-- Records to use follows --

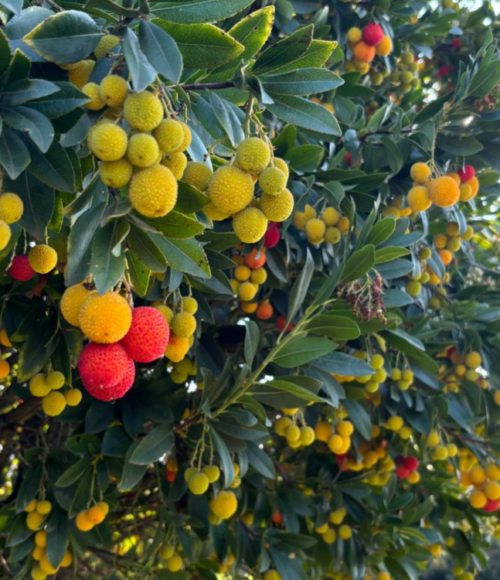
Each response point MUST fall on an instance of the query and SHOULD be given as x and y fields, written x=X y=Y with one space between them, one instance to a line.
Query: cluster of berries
x=48 y=387
x=231 y=190
x=365 y=44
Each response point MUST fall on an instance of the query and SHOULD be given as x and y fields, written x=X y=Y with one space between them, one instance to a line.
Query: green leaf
x=65 y=37
x=201 y=45
x=156 y=443
x=304 y=113
x=359 y=264
x=300 y=351
x=160 y=50
x=194 y=11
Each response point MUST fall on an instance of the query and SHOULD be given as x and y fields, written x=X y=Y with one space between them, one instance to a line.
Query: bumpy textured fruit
x=21 y=269
x=443 y=191
x=153 y=191
x=148 y=336
x=250 y=225
x=106 y=43
x=5 y=234
x=142 y=150
x=277 y=208
x=272 y=181
x=93 y=93
x=108 y=142
x=105 y=319
x=418 y=198
x=42 y=258
x=253 y=155
x=53 y=404
x=169 y=135
x=71 y=302
x=197 y=174
x=143 y=111
x=177 y=348
x=116 y=173
x=224 y=505
x=230 y=189
x=113 y=90
x=177 y=163
x=11 y=208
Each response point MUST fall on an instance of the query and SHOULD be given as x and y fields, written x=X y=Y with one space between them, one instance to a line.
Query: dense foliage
x=250 y=315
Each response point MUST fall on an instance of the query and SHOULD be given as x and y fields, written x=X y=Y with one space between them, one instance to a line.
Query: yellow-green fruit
x=116 y=173
x=11 y=208
x=80 y=75
x=142 y=150
x=198 y=483
x=250 y=225
x=73 y=397
x=153 y=191
x=72 y=301
x=315 y=230
x=230 y=189
x=105 y=319
x=277 y=208
x=42 y=259
x=176 y=162
x=253 y=155
x=108 y=142
x=113 y=90
x=5 y=234
x=272 y=181
x=105 y=45
x=93 y=93
x=197 y=174
x=38 y=386
x=55 y=380
x=143 y=111
x=169 y=135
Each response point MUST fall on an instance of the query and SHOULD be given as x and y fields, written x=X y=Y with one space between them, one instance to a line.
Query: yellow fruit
x=253 y=155
x=224 y=505
x=250 y=225
x=183 y=324
x=143 y=111
x=198 y=483
x=116 y=173
x=153 y=191
x=73 y=397
x=105 y=319
x=93 y=93
x=420 y=172
x=113 y=91
x=272 y=181
x=198 y=175
x=230 y=189
x=53 y=404
x=277 y=208
x=177 y=348
x=177 y=163
x=11 y=208
x=108 y=142
x=42 y=259
x=418 y=198
x=80 y=74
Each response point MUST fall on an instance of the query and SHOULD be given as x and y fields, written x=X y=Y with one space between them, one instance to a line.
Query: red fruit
x=373 y=34
x=272 y=235
x=21 y=269
x=102 y=366
x=402 y=472
x=148 y=336
x=466 y=173
x=411 y=463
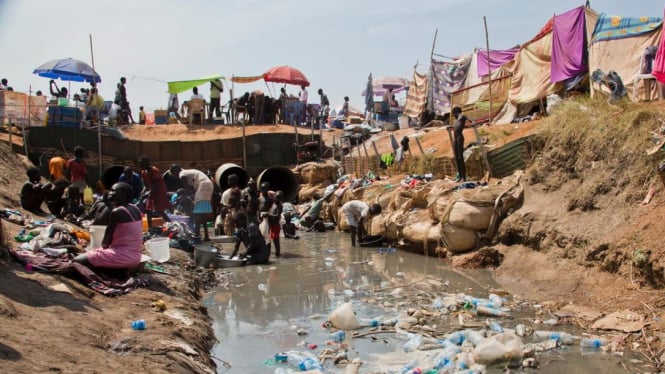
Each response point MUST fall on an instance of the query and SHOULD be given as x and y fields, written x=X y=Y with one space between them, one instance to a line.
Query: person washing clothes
x=355 y=212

-- Records to use concluded --

All of the entries above are to be restated word for word, minus the images.

Written response
Each response point MUST fall on an instance of the query and SHOULD be given as x and y fields, written x=X y=Y with one space between them, one instance to a line.
Query: cluster of berries
x=48 y=387
x=231 y=190
x=365 y=44
Each response point MUST fall on an instance of the query and SHOULD be given as x and y fields, written x=X y=Y with one space between them, one instance to a line.
Query: green leaf
x=65 y=37
x=201 y=45
x=156 y=443
x=304 y=113
x=359 y=264
x=300 y=351
x=160 y=50
x=194 y=11
Each response point MUST fall on an instance of the query and SHOULD be given as x and y fields, written x=X y=Y with one space between them, one instance to a line.
Query: bumpy textured fruit
x=21 y=269
x=443 y=191
x=153 y=191
x=148 y=336
x=250 y=225
x=106 y=43
x=5 y=234
x=142 y=150
x=277 y=208
x=272 y=181
x=93 y=93
x=108 y=142
x=105 y=319
x=418 y=198
x=42 y=258
x=253 y=155
x=53 y=404
x=169 y=135
x=71 y=302
x=197 y=174
x=143 y=111
x=177 y=348
x=116 y=173
x=224 y=505
x=230 y=189
x=113 y=90
x=177 y=163
x=11 y=208
Each response point MUST fall on an instance of the query and SHOULD be given as x and y fields, written x=X y=Y with one space between them, one instance to a line.
Query: dense foliage
x=250 y=315
Each response point MUST fall on an instance of the query and SHOULD be given as x and y fields, written x=X y=Y with one space between them, one instance to a line.
Query: yellow-green fruit
x=116 y=173
x=11 y=208
x=80 y=75
x=142 y=150
x=198 y=483
x=250 y=225
x=73 y=397
x=153 y=191
x=72 y=301
x=315 y=230
x=230 y=189
x=105 y=319
x=277 y=208
x=42 y=259
x=176 y=162
x=253 y=155
x=108 y=142
x=113 y=90
x=5 y=234
x=272 y=181
x=105 y=45
x=93 y=93
x=197 y=174
x=38 y=386
x=55 y=380
x=143 y=111
x=169 y=135
Each response point MUST fall on an instance of the query and SHOULD be given as x and y fields, written x=X y=Y with one space between them, one instance to a line.
Query: yellow fruit
x=253 y=155
x=224 y=505
x=250 y=225
x=183 y=324
x=143 y=111
x=198 y=483
x=116 y=173
x=153 y=191
x=73 y=397
x=105 y=319
x=93 y=93
x=420 y=172
x=113 y=91
x=272 y=181
x=198 y=175
x=230 y=189
x=53 y=404
x=277 y=208
x=177 y=348
x=177 y=163
x=11 y=208
x=108 y=142
x=42 y=259
x=418 y=198
x=80 y=74
Each response point MUST fall on an instance of the query and SHOULD be given as x and y fields, written x=X y=Y with one space between them, one instance to a line.
Query: red fruit
x=373 y=34
x=272 y=235
x=21 y=269
x=102 y=366
x=402 y=472
x=148 y=336
x=466 y=173
x=411 y=463
Each response point MUST fall on an instance of the query and SHOULD be given as x and y fields, written x=X y=Y with one space between them, one instance to a line.
Query: person washing clothes
x=355 y=212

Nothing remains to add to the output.